:: REQUIREMENTS ::
Please answer these from the text on Smoose:
(a) For which methods were the three-way-mixed workloads conducted?
(b) Under which workload does Dostoevsky perform comparably to Smoose?
(c) How many distinct run numbers does Dostoevsky set, and for which levels?

Experiment was conducted to demonstrate that exploring a wider space enables Smoose to outperform all baselines in three-way mixed workloads. The baselines in this experiment can be divided into two groups, the non-workload-aware group and the workload aware group. Following the setting of existing works (e.g., Chatterjee et al., “Cosine: a cloud-cost optimized self-designing key-value storage engine”, Proceedings of the VLDB Endowment 15, 1 (2021), pages 112-126 and Huynh et al., “Endure: a robust tuning paradigm for LSM trees under workload uncertainty”, Proceedings of the VLDB Endowment 15, 8 (2022), pages 1605-1618), the three-way-mixed workloads were conducted for Leveling, Tiering, QLSM-Bush, Moose, Dostoevsky, and Smoose. The composition of operations in each workload and the result are depicted in FIG. 13A. In particular, FIG. 13A depicts bar graphs showing normalized throughput on the y-axis vs the composition of example three-way-mixed workloads graphed on the x-axis as (range lookup, update, point lookup) for Moose and the four conventional baselines (Group 1) and for Smoose (a workload-aware version of Moose) and two conventional baselines (Group 2) in an experiment conducted. In a general sense, Moose surpasses the other baselines in group 1, with the exception of certain highly read/write intensive workloads. Smoose outperforms all other baseline systems across all types of workloads in group 1 and group 2. FIG. 13B depicts a table (Table 3) indicating the ranking of each method under each workload. In Table 3, the number underlined is the top-ranked in each group. Accordingly, generally, Smoose outperforms all baselines or demonstrates comparable performance across all workloads. Specifically for the non-workload-aware group, no one baseline can be the best setting under all the workloads, but Moose performs the best or near the best in most cases, indicating its strong robustness. This can be attributed to Moose's adeptness in achieving a well-balanced tradeoff among the three operations. Though Moose may not maintain such an advantage as the workloads become not even, its performance is still around the best settings.
To bridge this gap, Smoose leverages the proportions of each operation type, enabling the dynamic programming algorithm to adjust the contribution of each operation. Therefore, Smoose consistently outperforms or achieves comparable results to other methods, including Moose. In comparison to other well-established workload-aware baselines, Dostoevsky and tuned RocksDB, Smoose demonstrates superiority in most cases though Dostoevsky presents comparative performance with Smoose under workload C. This outcome is attributed to the broader design space explored by Smoose. As previously mentioned, Smoose can vary the size ratios across different levels and obtain different run numbers at varying levels with fewer constraints by adjusting the run number regulator parameter k. In contrast, Dostoevsky maintains a fixed size ratio across different levels and sets only two distinct run numbers for the last level and all the non-last levels. Consequently, Dostoevsky may overlook the better design space explored by Smoose. Similarly, though RocksDB can be tuned with various size ratios for different workloads, the narrow design space restrains its capability to achieve competitive performance except for some read-intensive scenarios.

:: DATA LISTING ::
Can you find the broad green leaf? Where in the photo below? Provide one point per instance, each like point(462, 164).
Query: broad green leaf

--

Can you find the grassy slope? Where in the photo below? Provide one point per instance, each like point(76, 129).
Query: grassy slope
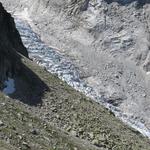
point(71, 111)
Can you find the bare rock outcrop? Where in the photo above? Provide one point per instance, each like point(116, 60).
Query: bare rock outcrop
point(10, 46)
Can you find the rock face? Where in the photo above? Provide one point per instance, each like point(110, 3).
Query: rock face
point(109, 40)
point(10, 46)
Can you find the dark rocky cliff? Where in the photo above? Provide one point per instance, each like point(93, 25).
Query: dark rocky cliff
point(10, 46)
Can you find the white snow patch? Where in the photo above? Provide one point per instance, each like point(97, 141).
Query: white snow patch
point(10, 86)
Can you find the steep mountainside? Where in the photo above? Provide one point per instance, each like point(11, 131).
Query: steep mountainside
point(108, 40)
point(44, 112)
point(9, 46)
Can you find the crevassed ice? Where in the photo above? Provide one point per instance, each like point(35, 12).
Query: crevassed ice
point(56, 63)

* * *

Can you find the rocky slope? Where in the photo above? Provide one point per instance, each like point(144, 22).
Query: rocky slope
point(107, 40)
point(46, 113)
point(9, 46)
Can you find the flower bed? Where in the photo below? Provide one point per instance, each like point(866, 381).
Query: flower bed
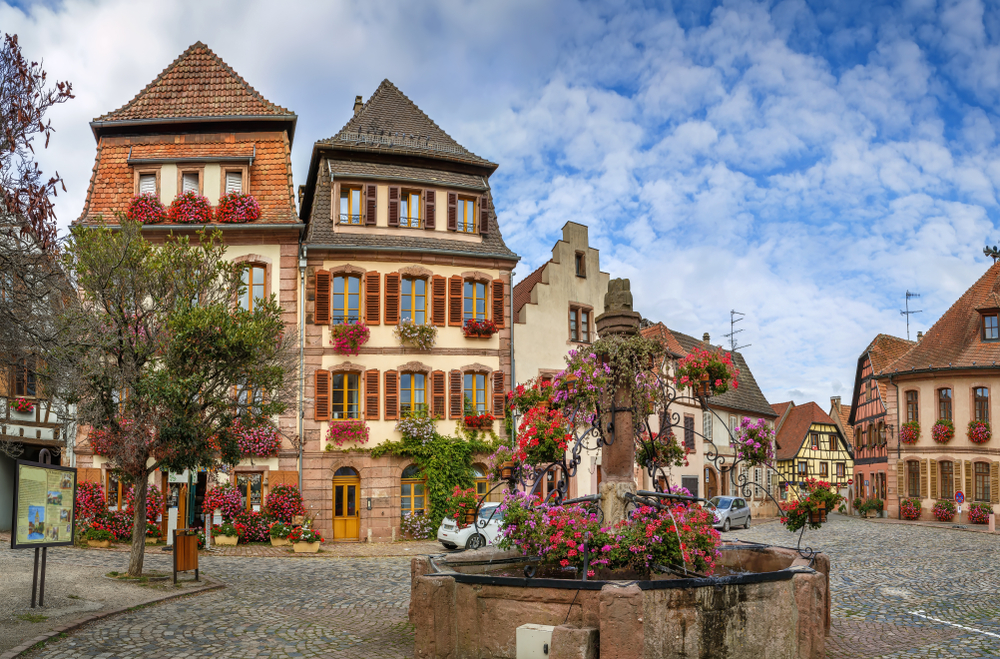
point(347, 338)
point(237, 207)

:: REPLY ::
(a) Leveling, Tiering, QLSM-Bush, Moose, Dostoevsky, and Smoose.
(b) Workload C.
(c) Two: one for the last level and one for all the non-last levels.